▶ **Required action**:
Wherever the string "sepal" occurs in a line of these records, report that line.

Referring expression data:
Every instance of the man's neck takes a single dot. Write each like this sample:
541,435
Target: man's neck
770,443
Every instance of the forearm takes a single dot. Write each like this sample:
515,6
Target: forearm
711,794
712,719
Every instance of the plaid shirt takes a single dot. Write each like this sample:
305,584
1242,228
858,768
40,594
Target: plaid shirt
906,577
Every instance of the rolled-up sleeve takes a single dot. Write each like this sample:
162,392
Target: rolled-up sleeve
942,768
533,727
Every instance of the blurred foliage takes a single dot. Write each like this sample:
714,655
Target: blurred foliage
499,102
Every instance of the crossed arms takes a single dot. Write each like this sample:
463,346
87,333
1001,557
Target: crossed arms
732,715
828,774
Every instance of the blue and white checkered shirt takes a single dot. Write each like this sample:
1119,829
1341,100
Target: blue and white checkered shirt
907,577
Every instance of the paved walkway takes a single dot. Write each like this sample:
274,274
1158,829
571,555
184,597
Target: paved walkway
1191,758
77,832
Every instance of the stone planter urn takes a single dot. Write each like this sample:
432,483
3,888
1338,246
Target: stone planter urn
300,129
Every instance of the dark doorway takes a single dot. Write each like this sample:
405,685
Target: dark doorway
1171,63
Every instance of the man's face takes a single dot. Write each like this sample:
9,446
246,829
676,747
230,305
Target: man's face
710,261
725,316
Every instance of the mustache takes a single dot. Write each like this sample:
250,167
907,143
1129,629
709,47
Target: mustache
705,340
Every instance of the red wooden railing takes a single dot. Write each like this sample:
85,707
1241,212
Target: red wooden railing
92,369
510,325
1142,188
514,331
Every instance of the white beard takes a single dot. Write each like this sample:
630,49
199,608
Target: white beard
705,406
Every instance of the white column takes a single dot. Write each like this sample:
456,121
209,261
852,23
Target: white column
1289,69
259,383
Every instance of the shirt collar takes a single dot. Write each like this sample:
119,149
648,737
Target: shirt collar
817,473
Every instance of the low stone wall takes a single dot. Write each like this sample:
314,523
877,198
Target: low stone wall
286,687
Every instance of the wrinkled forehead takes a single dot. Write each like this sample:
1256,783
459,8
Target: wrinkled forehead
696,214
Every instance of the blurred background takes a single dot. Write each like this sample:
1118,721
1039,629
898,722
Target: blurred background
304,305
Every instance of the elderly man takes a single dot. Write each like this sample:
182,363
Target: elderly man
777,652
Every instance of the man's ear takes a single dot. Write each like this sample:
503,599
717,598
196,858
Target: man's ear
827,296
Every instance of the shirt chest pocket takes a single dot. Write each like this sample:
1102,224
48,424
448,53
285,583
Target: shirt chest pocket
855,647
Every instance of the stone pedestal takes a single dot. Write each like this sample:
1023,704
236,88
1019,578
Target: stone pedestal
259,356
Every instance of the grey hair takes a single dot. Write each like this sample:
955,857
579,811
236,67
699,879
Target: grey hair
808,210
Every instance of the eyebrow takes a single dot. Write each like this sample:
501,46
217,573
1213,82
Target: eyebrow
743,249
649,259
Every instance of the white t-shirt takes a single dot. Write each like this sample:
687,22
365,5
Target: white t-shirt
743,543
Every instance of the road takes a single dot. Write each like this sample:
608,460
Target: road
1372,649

--

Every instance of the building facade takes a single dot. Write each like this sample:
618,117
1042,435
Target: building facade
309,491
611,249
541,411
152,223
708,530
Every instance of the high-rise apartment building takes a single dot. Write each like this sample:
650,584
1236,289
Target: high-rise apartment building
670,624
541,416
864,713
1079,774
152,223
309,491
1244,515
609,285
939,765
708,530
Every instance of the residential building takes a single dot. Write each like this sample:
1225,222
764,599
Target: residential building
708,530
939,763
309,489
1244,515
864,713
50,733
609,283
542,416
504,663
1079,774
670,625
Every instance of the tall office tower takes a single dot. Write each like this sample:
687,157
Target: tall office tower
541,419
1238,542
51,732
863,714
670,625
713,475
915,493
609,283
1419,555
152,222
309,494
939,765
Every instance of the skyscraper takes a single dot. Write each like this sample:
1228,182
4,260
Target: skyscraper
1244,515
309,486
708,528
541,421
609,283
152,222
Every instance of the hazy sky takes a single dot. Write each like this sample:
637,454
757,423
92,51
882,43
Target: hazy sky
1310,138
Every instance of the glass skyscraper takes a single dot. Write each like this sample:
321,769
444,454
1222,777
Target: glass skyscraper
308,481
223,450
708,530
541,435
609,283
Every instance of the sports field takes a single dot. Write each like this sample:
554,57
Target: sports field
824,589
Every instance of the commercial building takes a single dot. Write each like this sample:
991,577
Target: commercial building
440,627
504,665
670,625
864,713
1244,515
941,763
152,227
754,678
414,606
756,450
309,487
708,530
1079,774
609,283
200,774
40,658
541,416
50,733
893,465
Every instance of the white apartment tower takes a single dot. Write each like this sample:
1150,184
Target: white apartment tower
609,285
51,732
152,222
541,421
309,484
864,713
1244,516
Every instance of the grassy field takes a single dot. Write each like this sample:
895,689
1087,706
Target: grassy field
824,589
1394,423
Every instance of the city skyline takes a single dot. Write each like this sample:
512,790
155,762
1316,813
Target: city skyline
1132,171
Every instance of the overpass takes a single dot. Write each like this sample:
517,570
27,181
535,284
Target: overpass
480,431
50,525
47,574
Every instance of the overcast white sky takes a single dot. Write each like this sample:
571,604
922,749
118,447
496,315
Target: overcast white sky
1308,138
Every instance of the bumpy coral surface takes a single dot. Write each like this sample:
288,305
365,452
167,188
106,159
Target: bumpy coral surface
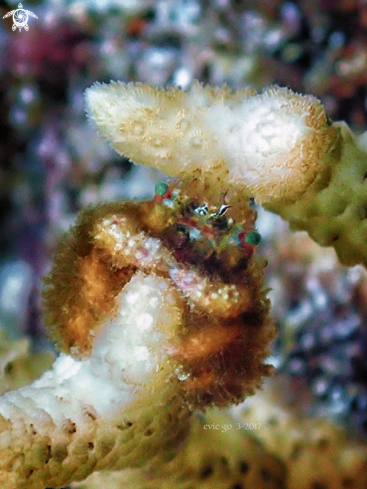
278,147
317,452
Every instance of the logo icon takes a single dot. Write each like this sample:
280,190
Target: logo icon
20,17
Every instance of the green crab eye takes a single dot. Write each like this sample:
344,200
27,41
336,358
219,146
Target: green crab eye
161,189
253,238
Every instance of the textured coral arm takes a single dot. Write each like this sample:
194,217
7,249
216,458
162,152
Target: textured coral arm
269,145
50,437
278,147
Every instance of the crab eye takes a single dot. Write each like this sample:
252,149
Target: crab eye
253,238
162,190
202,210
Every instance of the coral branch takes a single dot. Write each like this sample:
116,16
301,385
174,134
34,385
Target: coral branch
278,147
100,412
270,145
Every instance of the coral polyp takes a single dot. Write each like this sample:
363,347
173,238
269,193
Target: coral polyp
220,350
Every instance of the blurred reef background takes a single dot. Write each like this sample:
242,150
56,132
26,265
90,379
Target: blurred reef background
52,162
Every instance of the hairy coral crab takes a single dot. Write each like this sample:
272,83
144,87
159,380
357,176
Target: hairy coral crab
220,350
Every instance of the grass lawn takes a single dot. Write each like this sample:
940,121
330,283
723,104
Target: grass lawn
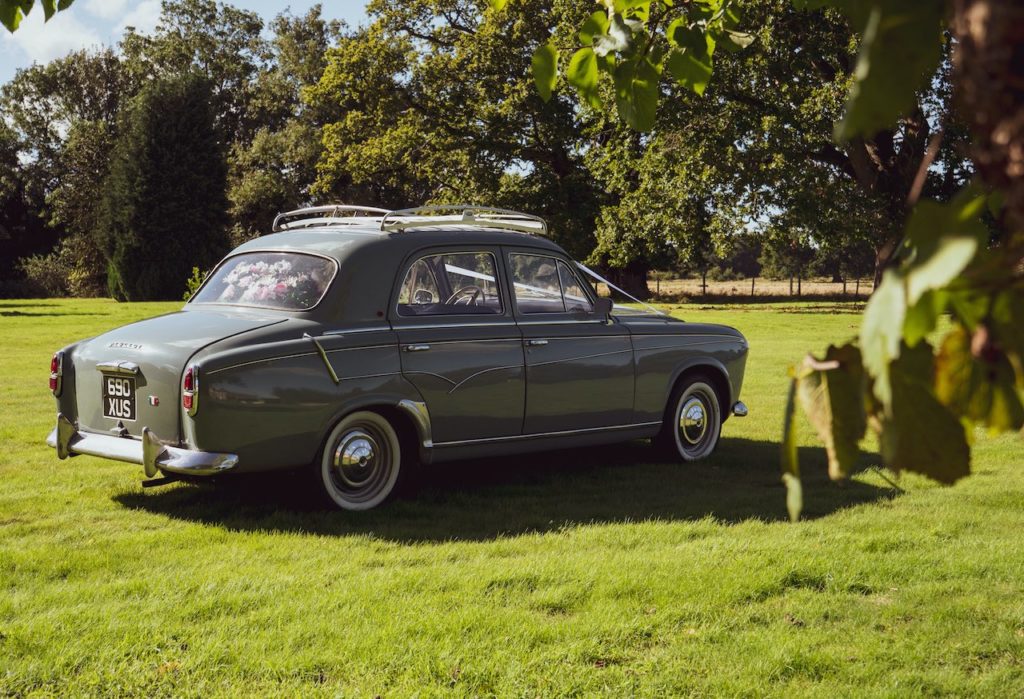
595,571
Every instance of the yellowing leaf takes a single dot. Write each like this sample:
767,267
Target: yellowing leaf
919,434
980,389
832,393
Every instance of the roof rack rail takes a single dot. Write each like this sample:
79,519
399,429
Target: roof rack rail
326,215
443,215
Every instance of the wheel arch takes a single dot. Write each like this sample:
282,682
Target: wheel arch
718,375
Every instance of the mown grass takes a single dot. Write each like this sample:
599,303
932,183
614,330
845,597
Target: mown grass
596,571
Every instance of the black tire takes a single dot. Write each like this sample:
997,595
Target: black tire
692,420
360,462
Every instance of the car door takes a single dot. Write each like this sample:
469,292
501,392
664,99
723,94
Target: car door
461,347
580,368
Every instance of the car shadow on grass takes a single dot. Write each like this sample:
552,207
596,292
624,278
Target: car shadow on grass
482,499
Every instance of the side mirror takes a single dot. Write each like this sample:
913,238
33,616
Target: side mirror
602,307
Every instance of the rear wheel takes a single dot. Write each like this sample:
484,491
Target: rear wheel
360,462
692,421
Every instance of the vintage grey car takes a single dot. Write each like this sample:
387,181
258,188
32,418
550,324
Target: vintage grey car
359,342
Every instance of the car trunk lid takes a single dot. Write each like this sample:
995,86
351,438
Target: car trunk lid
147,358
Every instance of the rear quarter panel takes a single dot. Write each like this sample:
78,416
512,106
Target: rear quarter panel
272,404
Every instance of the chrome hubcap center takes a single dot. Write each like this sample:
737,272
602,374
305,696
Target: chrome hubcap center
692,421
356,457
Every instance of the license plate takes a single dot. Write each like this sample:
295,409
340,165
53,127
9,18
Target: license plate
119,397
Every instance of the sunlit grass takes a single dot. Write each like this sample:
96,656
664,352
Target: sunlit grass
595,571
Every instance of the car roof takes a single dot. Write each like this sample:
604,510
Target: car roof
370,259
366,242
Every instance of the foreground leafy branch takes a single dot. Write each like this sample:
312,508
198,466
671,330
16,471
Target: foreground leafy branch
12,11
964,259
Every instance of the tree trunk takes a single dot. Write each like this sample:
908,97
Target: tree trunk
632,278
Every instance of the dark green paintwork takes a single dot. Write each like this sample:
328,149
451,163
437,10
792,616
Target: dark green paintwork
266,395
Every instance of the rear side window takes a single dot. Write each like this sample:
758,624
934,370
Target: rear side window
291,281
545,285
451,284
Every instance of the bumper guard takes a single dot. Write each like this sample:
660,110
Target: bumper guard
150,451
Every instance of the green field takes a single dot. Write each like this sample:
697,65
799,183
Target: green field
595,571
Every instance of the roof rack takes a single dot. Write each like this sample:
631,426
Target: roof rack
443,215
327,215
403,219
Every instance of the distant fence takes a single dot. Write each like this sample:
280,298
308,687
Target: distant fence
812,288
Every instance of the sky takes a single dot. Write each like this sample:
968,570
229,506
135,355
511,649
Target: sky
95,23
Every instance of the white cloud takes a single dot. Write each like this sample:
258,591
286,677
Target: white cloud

==

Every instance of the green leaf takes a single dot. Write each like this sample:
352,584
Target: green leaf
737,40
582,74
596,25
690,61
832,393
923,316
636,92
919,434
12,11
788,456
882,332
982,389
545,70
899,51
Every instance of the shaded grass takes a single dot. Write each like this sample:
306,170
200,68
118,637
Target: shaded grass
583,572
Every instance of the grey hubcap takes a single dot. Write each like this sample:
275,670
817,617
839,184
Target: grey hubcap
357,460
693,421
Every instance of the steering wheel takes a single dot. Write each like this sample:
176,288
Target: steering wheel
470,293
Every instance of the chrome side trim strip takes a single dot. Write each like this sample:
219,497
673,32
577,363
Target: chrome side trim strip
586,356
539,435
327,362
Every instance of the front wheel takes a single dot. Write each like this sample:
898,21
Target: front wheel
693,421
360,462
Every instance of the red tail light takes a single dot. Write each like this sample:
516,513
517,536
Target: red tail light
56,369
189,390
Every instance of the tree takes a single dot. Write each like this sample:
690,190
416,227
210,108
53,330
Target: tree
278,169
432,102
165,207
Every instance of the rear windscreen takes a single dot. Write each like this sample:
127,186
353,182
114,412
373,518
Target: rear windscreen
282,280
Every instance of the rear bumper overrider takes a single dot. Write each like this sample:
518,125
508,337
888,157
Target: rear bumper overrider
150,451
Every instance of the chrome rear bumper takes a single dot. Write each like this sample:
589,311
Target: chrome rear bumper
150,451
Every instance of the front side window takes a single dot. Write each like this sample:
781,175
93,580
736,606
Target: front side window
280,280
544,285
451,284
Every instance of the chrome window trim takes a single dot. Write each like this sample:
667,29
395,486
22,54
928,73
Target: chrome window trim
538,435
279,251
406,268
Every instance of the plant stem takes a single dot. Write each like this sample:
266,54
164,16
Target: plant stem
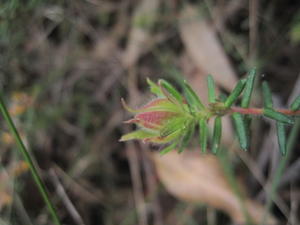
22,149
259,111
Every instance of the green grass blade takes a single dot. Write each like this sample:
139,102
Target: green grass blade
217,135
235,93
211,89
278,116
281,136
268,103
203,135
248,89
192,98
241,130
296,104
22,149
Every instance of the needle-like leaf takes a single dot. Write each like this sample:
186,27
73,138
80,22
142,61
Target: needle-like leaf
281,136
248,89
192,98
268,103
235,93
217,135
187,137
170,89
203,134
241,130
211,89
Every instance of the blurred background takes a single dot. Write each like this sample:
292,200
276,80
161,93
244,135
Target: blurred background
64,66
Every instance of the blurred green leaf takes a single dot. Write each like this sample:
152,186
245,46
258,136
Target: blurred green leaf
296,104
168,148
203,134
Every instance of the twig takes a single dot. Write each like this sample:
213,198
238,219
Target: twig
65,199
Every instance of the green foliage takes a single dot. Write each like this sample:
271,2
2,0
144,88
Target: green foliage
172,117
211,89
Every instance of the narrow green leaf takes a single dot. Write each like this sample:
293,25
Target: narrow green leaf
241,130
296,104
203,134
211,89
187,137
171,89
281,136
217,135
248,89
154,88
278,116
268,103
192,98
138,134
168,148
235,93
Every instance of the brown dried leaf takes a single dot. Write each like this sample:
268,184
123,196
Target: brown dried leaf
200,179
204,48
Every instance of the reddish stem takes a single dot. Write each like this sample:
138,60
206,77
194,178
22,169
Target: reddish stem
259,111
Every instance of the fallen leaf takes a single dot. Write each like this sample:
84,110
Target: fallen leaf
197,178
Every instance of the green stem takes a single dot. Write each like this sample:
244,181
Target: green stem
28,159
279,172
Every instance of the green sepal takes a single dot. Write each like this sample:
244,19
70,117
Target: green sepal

▶ **Written response**:
Every instance of the green sepal takes a single dot. Write each like this sample:
Target: green sepal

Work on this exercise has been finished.